▸ 提供データ:
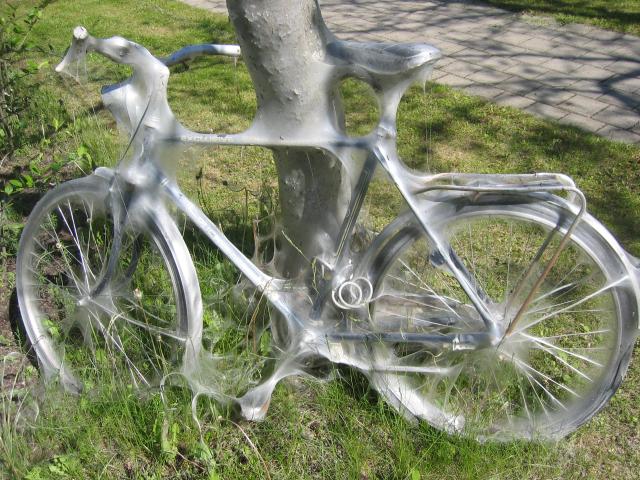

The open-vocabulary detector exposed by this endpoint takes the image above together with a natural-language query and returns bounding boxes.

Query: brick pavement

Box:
[183,0,640,143]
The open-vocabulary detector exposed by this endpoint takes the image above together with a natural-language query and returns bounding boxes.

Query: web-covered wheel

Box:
[366,195,637,439]
[16,175,200,392]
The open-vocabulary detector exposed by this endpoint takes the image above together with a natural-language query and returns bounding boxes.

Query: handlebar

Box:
[55,26,240,77]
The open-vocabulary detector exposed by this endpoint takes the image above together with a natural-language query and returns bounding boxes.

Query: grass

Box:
[485,0,640,36]
[0,0,640,480]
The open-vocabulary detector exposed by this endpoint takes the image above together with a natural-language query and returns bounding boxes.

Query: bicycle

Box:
[16,27,640,440]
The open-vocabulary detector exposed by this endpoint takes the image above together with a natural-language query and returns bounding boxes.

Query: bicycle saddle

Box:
[327,40,442,75]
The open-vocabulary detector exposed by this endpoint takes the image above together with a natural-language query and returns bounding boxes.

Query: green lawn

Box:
[485,0,640,35]
[0,0,640,480]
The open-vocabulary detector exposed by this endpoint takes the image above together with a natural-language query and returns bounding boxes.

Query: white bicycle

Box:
[17,27,640,439]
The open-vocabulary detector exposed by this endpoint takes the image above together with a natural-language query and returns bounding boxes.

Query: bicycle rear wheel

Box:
[366,195,637,440]
[16,175,200,392]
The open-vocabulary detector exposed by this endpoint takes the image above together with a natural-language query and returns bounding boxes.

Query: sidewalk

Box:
[183,0,640,143]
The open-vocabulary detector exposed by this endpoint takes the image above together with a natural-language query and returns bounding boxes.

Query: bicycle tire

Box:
[16,175,201,393]
[362,195,637,440]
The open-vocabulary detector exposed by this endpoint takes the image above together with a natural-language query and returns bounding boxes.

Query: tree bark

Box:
[227,0,351,277]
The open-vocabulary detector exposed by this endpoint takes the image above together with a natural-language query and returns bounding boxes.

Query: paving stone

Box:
[562,113,605,132]
[429,70,449,82]
[523,102,568,120]
[430,39,465,55]
[494,92,534,109]
[513,49,549,65]
[468,68,511,84]
[505,63,548,78]
[541,58,584,73]
[525,86,576,104]
[520,37,561,54]
[442,58,482,77]
[482,54,518,71]
[494,31,533,46]
[606,75,640,92]
[607,58,640,75]
[464,84,505,98]
[500,76,545,94]
[558,95,610,117]
[570,80,609,98]
[438,73,473,87]
[596,125,640,144]
[537,70,579,90]
[593,105,640,129]
[572,65,612,80]
[597,90,640,110]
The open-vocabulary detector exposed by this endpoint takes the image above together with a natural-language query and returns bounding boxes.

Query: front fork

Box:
[89,168,140,298]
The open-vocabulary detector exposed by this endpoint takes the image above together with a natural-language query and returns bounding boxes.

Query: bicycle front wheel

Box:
[16,175,199,392]
[367,195,637,440]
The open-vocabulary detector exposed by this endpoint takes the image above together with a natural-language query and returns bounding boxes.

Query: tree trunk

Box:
[227,0,351,277]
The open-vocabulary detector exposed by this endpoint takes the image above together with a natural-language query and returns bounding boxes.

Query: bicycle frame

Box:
[19,22,640,438]
[58,22,640,356]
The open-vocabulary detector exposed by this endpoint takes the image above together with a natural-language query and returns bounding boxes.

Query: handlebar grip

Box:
[55,26,93,79]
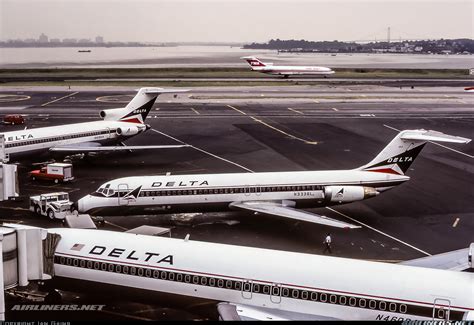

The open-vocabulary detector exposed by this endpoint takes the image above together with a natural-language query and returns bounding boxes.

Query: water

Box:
[0,46,474,69]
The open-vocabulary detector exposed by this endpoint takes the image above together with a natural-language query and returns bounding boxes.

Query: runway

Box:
[0,85,474,319]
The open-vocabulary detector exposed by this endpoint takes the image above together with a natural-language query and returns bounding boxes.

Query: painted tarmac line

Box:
[326,207,431,256]
[227,105,318,144]
[190,107,201,115]
[41,91,79,107]
[151,129,254,173]
[288,107,304,115]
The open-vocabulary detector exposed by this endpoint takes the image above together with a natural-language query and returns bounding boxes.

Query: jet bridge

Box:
[0,224,60,321]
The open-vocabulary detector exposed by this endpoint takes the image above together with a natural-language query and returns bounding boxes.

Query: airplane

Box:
[464,87,474,93]
[241,56,334,78]
[76,129,471,228]
[0,88,186,160]
[46,228,474,321]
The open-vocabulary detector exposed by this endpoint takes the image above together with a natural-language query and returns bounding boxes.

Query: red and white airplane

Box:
[3,88,187,160]
[241,56,334,78]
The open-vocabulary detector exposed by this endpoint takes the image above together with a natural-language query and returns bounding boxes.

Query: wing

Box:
[217,302,337,321]
[49,142,189,153]
[229,201,361,229]
[399,243,474,271]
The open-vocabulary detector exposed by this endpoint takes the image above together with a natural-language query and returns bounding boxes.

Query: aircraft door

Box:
[433,298,451,321]
[117,184,130,205]
[242,280,252,299]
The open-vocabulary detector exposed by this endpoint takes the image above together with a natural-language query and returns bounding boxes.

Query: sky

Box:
[0,0,474,43]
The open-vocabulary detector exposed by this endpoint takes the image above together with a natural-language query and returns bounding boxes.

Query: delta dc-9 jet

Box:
[3,88,186,160]
[77,130,471,228]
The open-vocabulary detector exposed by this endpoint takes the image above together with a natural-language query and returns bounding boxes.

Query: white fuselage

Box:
[3,121,146,157]
[252,65,334,75]
[49,228,474,320]
[78,170,410,215]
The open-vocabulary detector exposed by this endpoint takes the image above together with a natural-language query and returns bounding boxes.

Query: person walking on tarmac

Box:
[323,233,332,254]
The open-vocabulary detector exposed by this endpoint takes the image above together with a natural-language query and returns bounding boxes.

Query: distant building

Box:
[38,33,48,43]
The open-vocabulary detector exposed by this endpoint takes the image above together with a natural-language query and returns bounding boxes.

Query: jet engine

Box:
[324,185,379,203]
[117,125,143,137]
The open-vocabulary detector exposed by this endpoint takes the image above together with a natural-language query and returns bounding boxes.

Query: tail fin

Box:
[241,56,265,68]
[357,130,471,175]
[100,87,188,124]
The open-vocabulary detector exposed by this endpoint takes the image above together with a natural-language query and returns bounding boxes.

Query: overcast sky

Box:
[0,0,474,42]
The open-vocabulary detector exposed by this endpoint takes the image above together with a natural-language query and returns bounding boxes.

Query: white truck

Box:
[30,192,73,219]
[29,163,74,183]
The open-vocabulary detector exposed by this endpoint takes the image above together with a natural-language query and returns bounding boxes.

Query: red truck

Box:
[28,163,74,183]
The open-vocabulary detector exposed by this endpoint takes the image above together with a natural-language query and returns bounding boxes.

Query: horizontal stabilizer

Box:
[400,130,471,143]
[49,145,190,153]
[399,243,474,271]
[136,87,189,95]
[217,302,338,321]
[229,201,361,229]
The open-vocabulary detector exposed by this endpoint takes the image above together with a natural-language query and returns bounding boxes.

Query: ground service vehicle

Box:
[30,192,73,219]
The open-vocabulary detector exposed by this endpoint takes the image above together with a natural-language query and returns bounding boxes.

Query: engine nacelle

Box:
[117,125,142,137]
[100,108,125,121]
[324,185,379,203]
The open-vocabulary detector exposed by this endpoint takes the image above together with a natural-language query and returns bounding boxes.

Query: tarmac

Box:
[0,85,474,320]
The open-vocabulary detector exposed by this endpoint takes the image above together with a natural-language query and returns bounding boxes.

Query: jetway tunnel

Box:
[0,224,60,321]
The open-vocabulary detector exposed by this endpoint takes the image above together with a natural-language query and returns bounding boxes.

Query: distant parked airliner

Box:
[241,56,334,78]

▸ 課題のねらい:
上のデータから、「tarmac」という語を含む行をすべてそのまま抜き出して返してください。

▸ 解答例:
Query: painted tarmac line
Query: person walking on tarmac
Query: tarmac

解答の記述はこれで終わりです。